■ **Problem details**:
Recast the lines between the one containing "Target: **adult in purple shirt**" and the one containing "151], [127, 143]]", inclusive, as a numbered list, omitting any blank lines.

Contour labeling items
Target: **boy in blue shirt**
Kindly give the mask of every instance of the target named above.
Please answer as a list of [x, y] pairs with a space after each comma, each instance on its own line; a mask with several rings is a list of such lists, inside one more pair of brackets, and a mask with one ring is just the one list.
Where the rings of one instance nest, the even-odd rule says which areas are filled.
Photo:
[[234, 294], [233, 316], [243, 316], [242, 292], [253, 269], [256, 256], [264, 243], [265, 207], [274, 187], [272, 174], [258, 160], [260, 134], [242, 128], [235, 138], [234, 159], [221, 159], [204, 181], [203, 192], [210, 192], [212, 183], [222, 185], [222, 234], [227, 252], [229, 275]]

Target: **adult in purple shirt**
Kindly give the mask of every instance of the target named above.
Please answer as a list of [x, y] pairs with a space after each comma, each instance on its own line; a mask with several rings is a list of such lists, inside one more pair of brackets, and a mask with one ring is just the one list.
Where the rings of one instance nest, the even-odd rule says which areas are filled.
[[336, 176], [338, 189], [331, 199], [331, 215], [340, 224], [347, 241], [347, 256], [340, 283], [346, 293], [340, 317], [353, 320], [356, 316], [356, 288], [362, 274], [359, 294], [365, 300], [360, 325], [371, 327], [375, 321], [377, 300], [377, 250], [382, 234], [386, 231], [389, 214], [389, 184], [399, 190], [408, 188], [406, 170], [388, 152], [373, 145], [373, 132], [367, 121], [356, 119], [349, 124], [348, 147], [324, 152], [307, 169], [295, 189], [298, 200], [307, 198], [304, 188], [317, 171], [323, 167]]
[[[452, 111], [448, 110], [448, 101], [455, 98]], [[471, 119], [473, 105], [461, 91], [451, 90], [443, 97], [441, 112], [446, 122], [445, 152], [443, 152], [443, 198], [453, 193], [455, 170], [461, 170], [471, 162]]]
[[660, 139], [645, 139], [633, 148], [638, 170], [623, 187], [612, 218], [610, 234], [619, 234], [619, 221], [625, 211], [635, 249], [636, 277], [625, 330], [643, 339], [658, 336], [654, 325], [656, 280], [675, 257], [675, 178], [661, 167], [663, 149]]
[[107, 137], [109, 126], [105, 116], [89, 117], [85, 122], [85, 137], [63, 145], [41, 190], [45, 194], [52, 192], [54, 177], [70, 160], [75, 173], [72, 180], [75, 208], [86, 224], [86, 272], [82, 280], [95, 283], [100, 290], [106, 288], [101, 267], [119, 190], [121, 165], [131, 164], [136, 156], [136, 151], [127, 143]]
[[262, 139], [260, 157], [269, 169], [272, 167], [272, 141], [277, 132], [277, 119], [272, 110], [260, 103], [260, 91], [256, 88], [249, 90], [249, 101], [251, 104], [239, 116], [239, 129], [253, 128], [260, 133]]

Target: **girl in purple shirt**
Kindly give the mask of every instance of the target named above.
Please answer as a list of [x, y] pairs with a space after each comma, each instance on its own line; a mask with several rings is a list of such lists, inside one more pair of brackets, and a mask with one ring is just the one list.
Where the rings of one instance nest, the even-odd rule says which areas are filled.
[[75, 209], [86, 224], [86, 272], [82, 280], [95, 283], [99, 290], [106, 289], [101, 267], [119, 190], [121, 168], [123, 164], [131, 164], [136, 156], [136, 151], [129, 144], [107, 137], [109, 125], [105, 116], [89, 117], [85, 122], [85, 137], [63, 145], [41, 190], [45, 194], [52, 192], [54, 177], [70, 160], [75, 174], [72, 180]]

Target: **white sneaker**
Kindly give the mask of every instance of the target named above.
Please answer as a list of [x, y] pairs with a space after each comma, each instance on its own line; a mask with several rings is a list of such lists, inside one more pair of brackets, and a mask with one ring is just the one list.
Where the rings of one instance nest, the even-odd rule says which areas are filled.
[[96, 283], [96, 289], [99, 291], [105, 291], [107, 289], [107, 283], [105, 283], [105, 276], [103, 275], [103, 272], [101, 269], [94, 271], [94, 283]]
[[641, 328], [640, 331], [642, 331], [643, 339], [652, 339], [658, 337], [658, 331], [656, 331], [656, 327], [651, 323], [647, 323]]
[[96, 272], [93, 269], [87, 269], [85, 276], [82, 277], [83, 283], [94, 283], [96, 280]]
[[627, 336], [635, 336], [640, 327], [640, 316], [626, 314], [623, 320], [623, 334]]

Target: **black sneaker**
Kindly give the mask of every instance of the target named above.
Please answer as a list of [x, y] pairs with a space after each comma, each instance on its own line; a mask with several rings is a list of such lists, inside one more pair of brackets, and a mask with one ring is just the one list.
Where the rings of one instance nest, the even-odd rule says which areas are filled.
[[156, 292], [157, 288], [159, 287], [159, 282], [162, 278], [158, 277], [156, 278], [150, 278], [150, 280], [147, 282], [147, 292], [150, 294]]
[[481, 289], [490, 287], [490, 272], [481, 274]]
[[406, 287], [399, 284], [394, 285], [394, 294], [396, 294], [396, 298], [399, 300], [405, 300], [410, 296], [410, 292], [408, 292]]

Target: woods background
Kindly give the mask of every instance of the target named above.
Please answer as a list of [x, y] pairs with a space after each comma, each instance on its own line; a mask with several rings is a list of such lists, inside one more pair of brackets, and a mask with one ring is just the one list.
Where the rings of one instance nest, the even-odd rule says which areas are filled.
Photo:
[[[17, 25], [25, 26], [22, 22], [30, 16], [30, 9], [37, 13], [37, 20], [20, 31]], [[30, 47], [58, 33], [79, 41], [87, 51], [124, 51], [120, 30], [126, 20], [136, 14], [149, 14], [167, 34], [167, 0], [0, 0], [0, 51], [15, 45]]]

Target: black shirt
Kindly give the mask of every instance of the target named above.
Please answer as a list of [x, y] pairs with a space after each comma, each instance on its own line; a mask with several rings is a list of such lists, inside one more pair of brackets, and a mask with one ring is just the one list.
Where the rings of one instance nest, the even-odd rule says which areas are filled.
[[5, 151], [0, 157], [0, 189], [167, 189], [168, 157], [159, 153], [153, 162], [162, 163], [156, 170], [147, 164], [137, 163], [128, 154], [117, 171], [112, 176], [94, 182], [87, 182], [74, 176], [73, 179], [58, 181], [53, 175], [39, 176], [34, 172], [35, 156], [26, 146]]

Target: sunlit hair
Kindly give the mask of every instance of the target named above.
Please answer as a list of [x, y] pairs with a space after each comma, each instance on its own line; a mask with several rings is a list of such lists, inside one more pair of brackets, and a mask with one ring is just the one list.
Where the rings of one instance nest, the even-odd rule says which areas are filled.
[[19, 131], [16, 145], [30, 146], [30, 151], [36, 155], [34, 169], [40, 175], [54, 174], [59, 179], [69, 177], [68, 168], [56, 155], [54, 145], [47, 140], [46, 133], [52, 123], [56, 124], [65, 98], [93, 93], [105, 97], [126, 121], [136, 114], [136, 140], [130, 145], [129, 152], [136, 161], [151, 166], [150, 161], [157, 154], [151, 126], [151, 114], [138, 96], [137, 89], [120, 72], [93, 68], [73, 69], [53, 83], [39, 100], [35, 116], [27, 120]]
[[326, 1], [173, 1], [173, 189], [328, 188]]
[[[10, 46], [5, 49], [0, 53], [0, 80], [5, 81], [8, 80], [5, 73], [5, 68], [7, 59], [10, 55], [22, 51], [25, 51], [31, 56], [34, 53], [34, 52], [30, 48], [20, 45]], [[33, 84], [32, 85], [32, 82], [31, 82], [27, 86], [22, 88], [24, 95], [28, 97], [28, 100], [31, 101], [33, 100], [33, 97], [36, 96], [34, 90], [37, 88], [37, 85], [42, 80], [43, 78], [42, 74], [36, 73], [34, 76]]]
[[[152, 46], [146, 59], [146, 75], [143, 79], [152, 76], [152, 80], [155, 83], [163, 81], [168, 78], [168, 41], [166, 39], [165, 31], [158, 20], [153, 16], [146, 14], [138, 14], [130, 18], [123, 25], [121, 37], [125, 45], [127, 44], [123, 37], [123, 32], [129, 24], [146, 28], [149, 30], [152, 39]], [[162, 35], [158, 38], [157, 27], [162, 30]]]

■ **Exercise answer**:
1. Target: **adult in purple shirt**
2. Kindly give the mask of every instance of the target named above.
3. Please answer as a list of [x, y] pairs with a space after each comma, each instance on its own line; a mask with several rings is a list of such lists, inside one more pair of brackets, and a mask with one ring is just the one list.
4. Where the rings of one instance nest, the even-odd rule says which areas are filled.
5. [[336, 176], [338, 189], [331, 199], [331, 215], [340, 224], [347, 241], [347, 256], [340, 283], [346, 293], [340, 317], [353, 320], [356, 316], [356, 288], [362, 274], [359, 294], [365, 300], [360, 325], [371, 327], [375, 321], [377, 300], [377, 250], [382, 234], [386, 231], [389, 214], [389, 184], [399, 190], [408, 188], [406, 170], [388, 152], [373, 145], [373, 132], [367, 121], [356, 119], [349, 124], [348, 147], [324, 152], [307, 169], [295, 189], [298, 200], [307, 198], [304, 188], [317, 171], [323, 167]]
6. [[[452, 111], [448, 110], [448, 101], [455, 98]], [[471, 119], [473, 105], [461, 91], [451, 90], [443, 97], [441, 112], [446, 122], [445, 152], [443, 152], [443, 198], [453, 193], [455, 170], [461, 170], [471, 162]]]
7. [[660, 139], [645, 139], [633, 148], [638, 170], [623, 187], [612, 218], [610, 234], [619, 234], [619, 221], [625, 211], [635, 249], [636, 277], [625, 330], [643, 339], [658, 336], [654, 325], [656, 280], [675, 257], [675, 178], [661, 167], [663, 149]]
8. [[107, 137], [109, 126], [105, 116], [89, 117], [85, 122], [85, 137], [63, 145], [41, 190], [45, 194], [52, 192], [54, 177], [70, 160], [75, 173], [72, 180], [75, 208], [86, 224], [86, 272], [82, 280], [95, 283], [100, 290], [106, 288], [101, 267], [119, 190], [121, 165], [131, 164], [136, 156], [136, 151], [127, 143]]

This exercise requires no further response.